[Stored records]
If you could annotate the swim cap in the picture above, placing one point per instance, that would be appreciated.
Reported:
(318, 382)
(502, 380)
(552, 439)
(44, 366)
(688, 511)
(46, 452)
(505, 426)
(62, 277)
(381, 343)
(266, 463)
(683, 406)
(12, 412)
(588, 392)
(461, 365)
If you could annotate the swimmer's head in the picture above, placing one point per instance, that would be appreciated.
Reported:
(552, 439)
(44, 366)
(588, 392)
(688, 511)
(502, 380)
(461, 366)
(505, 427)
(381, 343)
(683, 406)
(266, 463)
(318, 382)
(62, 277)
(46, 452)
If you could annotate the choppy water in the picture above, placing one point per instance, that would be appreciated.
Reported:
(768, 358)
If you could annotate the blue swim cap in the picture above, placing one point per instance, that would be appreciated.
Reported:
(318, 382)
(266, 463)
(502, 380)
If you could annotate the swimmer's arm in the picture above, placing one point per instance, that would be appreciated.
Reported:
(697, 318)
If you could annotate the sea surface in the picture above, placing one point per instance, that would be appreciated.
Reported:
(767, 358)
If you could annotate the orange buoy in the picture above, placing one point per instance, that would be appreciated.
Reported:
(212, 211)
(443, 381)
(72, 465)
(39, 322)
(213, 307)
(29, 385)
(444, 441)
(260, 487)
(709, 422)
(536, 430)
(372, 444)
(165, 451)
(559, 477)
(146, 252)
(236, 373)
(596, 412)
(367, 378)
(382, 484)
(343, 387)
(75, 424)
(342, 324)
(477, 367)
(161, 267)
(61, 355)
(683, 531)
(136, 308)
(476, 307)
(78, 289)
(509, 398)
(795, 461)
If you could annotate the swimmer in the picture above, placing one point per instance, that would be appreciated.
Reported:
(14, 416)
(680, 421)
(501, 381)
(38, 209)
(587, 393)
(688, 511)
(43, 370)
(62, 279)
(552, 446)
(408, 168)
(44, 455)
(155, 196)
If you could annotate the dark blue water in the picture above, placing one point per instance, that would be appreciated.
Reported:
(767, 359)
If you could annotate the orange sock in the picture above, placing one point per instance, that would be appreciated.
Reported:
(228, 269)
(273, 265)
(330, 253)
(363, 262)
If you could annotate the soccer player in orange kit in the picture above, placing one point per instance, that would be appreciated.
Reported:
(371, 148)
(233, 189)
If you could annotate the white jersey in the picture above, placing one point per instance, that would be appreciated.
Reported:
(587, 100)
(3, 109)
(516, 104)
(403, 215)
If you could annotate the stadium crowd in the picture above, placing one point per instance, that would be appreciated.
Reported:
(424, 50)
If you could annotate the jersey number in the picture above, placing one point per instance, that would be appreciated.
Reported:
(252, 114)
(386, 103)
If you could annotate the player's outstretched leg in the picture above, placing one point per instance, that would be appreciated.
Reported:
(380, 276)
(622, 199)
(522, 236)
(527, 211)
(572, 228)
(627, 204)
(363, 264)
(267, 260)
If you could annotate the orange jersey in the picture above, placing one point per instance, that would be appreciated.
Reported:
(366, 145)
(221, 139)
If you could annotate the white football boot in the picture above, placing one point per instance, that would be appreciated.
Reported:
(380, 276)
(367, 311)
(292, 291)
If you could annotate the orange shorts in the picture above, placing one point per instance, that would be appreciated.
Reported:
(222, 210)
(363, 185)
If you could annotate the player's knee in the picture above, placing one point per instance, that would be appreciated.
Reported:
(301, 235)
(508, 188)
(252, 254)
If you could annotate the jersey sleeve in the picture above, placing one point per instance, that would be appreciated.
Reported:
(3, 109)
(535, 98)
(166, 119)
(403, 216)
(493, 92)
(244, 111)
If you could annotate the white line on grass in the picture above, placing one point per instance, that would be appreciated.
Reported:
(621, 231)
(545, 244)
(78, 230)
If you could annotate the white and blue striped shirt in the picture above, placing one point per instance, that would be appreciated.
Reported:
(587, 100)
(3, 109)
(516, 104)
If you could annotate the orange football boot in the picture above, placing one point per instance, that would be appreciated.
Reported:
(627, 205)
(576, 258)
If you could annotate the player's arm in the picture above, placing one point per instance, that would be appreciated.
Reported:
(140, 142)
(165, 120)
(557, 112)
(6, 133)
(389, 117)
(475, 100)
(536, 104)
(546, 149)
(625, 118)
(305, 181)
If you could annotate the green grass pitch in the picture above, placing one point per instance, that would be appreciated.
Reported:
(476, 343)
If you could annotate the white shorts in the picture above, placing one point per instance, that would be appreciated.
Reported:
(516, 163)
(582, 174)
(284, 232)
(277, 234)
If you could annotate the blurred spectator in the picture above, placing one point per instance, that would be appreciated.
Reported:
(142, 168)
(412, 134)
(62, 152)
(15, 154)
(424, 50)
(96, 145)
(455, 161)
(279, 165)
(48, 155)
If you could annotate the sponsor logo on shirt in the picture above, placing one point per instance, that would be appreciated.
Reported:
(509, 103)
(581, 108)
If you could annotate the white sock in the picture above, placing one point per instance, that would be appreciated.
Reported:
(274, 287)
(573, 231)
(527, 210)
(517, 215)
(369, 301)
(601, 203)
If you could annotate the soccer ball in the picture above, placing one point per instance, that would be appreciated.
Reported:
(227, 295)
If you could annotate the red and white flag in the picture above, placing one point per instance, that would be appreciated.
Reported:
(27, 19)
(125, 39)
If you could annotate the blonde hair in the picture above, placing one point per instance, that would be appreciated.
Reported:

## What is needed
Write each line of the data above out again without altering a word.

## Exercise response
If you could annotate the swim cap in the picture above, placing one point per instance, that would be appreciated.
Reported:
(318, 382)
(502, 380)
(552, 439)
(44, 366)
(688, 511)
(46, 452)
(505, 426)
(62, 277)
(381, 343)
(266, 463)
(683, 406)
(12, 412)
(588, 392)
(461, 365)
If you could annotate the swimmer's head in the picture above, placing one point per instance, that would be appreciated.
Reported:
(552, 439)
(44, 366)
(588, 392)
(688, 511)
(502, 380)
(461, 366)
(505, 427)
(381, 343)
(683, 406)
(266, 463)
(318, 382)
(62, 277)
(46, 452)
If you could annotate the choppy water in the picture above, placing one point per instance, that would be appreciated.
Reported:
(768, 358)
If you could annotate the blue swim cap in the picture above, placing one point per instance, that would be appreciated.
Reported:
(318, 382)
(266, 463)
(502, 380)
If you could annotate the swimmer's arm in the picture above, placing one point per instance, that would be appreciated.
Reported:
(697, 318)
If you could annotate the sea surface in the picture above, placing one point per instance, that would be appreciated.
Reported:
(767, 358)
If you could annotate the orange buoy in the picture above, placing one point per instance, that would be appreciated.
Reported:
(212, 211)
(443, 381)
(72, 465)
(39, 322)
(213, 307)
(29, 385)
(444, 441)
(260, 487)
(709, 422)
(536, 430)
(372, 444)
(165, 451)
(559, 477)
(146, 252)
(236, 373)
(596, 412)
(367, 378)
(382, 484)
(343, 387)
(75, 424)
(342, 324)
(477, 367)
(161, 267)
(61, 355)
(683, 531)
(136, 308)
(476, 307)
(78, 289)
(509, 398)
(795, 461)
If you could annotate the swimmer in the picture above, placing one point per instance, that would be appreciated.
Reported:
(14, 416)
(680, 421)
(501, 381)
(38, 209)
(587, 393)
(688, 511)
(43, 370)
(62, 279)
(552, 446)
(408, 168)
(44, 455)
(155, 196)
If you could annotate the dark blue water in the picture above, placing one point per instance, that would be appreciated.
Reported:
(767, 359)
If you could annotate the orange sock in the picture above, placing one point per instance, that would be appreciated.
Reported:
(228, 269)
(273, 265)
(330, 253)
(363, 262)
If you could annotate the soccer player in orange kit in the picture above, placing one point per instance, that would be appreciated.
Reported:
(371, 148)
(233, 189)
If you could annotate the white jersey in the picture above, placing one point per instance, that would be appreciated.
Reported:
(587, 100)
(3, 109)
(516, 104)
(403, 215)
If you could annotate the stadium crowd in the picture above, placing one point per instance, that would be appreciated.
Reported:
(424, 50)
If you could annotate the jersey number in the picture above, placing one point per instance, that would be appreciated.
Reported:
(252, 114)
(386, 103)
If you could annotate the player's outstretched leg in the picture above, placing one point per instance, that would be appreciated.
Reported:
(380, 276)
(622, 199)
(522, 236)
(527, 211)
(572, 228)
(627, 204)
(363, 264)
(267, 260)
If you could annotate the orange jersey in the picture above, placing one point per instance, that would be appreciated.
Reported:
(366, 145)
(221, 139)
If you could annotate the white football boot in the picture above, placing one point per instance, that would be appreciated.
Reported:
(380, 276)
(367, 311)
(292, 291)
If you could annotate the orange shorts in the picture above, placing one point per instance, that would be appreciated.
Reported:
(222, 210)
(363, 185)
If you could annotate the player's knee in the picture above, placing one point per instance, that would be appreciated.
Reported:
(301, 235)
(508, 188)
(252, 254)
If you could annotate the jersey sleeve in the picture above, placing one point per instance, that would be appreciated.
Reported:
(3, 109)
(535, 98)
(166, 119)
(403, 216)
(493, 92)
(244, 111)
If you could annotate the white line on grass in the picture above, placing one point per instance, that would be appreciated.
Reported:
(621, 231)
(545, 244)
(78, 230)
If you could annotate the white and blue striped shirt in the picture above, placing one point per instance, that would be appreciated.
Reported:
(587, 100)
(3, 109)
(516, 104)
If you could annotate the orange football boot in the picture above, placing one point per instance, that would be appreciated.
Reported:
(627, 205)
(576, 258)
If you could annotate the player's arm in the picture above, placing one point per instance, that would be appreciated.
Reported:
(140, 142)
(165, 120)
(557, 112)
(6, 133)
(389, 117)
(475, 100)
(536, 104)
(546, 149)
(625, 118)
(305, 181)
If you could annotate the green grass pitch in the picture above, placing one point per instance, that would be appreciated.
Reported:
(476, 343)
If you could annotate the white shorts in the picture above, placing one point per instance, that would be appreciated.
Reported:
(516, 163)
(582, 174)
(284, 232)
(277, 234)
If you could annotate the blurred spectator in the picture above, placing one point per instance, that would be appreciated.
Reported:
(142, 168)
(412, 134)
(62, 152)
(15, 154)
(424, 50)
(96, 145)
(455, 161)
(279, 165)
(48, 155)
If you could annotate the sponsor logo on shirt in the picture above, placing one point per instance, that would be appreciated.
Reported:
(509, 103)
(581, 108)
If you could annotate the white sock in the picture above, placing one point per instance, that would be appreciated.
Reported:
(274, 287)
(573, 231)
(527, 210)
(517, 215)
(369, 301)
(601, 203)
If you could annotate the soccer ball in the picture above, placing one point per instance, that would be appreciated.
Reported:
(227, 295)
If you could annotate the red and white flag in the picture above, placing one point per instance, that would be appreciated.
Reported:
(27, 19)
(125, 39)
If you could annotate the blonde hair in the picture above, placing one point per instance, that would be appreciated.
Reported:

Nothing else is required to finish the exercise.